(PROBLEM STATEMENT): Rewrite the lines from the one holding "foamy surf -> point" through the end of the records, inclusive, swapping "dark" for "black" and changing nothing else.
** BEGIN MATERIAL FOR THE TASK **
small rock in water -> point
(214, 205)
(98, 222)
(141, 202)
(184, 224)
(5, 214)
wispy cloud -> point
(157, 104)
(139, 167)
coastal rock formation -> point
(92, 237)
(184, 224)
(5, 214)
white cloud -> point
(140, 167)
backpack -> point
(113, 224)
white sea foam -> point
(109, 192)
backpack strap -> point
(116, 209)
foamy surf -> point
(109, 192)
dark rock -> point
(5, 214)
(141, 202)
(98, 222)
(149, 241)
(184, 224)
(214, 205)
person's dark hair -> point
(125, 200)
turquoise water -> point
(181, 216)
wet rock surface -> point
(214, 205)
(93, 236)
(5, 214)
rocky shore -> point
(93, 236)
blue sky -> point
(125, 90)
** END MATERIAL FOR THE TASK **
(ANSWER BELOW):
foamy surf -> point
(109, 192)
black rock -> point
(5, 214)
(141, 202)
(98, 222)
(149, 241)
(184, 224)
(214, 205)
person's black hair -> point
(125, 200)
turquoise water -> point
(181, 216)
wet rock surface -> point
(214, 205)
(93, 236)
(5, 214)
rocky shore -> point
(93, 236)
blue sky -> point
(125, 90)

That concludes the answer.